#### [SEITE]

________________________

Teilprojekt 400
TP 400 - Treibhausgasflüsse
Einführung - Ziele - Methoden - Ergebnisse und Materialien
Einführung
Die Übergangszone zwischen der Steppe und der nördlichen Waldzone in Westsibierien spielt eine bedeutende Rolle im globalen Kohlenstoffkreislauf. Aufgrund von Veränderungen der klimatischen und sozio-ökonomischen Bedingungen sind in diesen Regionen eine Ausdehnung der Landwirtschaft und fundamentale Landnutzungsänderungen zu erwarten. Solche Veränderungen haben einen entscheidenden Einfluss auf den Haushalt der beiden wichtigsten langlebigen Treibhausgase Kohlenstoffdioxid und Methan.
Ziele
Messturm im Haferfeld.
(Foto: E. Fleischer)

________________________

#### [AUFGABE]
Fasse den Absatz der Seite, der mit „Die Übergangszone zwischen der Steppe“ beginnt, kürzer in eigenen Worten zusammen und behalte dabei die wichtigsten Fakten.

________________________

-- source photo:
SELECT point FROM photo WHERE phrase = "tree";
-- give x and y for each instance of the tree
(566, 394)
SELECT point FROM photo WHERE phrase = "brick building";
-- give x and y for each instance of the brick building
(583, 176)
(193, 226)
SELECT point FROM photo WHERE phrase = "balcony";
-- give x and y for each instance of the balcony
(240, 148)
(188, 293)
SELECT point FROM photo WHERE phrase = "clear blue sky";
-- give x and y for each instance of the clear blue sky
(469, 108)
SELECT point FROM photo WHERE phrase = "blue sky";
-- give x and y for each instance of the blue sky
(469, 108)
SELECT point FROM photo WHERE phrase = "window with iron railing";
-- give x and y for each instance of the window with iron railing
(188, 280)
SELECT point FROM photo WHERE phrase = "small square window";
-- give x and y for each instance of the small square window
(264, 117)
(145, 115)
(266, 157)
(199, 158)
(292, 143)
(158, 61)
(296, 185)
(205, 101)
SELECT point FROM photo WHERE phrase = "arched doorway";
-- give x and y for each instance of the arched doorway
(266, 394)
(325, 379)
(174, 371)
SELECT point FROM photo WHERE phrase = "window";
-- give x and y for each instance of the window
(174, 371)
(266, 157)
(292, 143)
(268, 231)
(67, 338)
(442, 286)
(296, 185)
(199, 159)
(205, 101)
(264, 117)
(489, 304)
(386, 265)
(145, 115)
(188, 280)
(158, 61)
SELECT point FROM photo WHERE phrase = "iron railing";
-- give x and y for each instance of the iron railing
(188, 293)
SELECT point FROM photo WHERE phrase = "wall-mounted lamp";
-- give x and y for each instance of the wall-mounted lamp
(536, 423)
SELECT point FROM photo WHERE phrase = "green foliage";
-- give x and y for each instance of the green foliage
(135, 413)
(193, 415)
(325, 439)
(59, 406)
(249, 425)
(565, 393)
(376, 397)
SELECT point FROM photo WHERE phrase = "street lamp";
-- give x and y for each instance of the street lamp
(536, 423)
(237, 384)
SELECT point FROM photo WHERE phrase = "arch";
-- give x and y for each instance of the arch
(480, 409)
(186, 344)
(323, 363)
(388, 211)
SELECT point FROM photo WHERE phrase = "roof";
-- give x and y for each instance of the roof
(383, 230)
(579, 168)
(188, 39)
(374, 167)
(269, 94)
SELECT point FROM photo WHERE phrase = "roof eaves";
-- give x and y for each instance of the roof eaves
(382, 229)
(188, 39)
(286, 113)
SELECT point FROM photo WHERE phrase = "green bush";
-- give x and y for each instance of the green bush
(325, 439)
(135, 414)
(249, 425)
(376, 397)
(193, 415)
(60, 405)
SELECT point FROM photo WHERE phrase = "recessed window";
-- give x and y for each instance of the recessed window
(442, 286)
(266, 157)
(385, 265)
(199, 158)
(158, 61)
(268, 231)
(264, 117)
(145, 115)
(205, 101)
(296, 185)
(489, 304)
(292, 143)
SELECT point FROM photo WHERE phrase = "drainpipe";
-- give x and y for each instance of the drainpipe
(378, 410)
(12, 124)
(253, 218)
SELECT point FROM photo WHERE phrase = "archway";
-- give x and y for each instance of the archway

________________________

#### [ANTWORT]
Der Übergang von der Steppe zur nördlichen Waldzone in Westsibirien ist wichtig für den weltweiten Kohlenstoffkreislauf. Weil sich Klima und sozio-ökonomische Bedingungen ändern, rechnet man dort mit mehr Landwirtschaft und grundlegend anderer Landnutzung. Das wirkt sich stark auf den Haushalt von Kohlenstoffdioxid und Methan aus, den beiden wichtigsten langlebigen Treibhausgasen.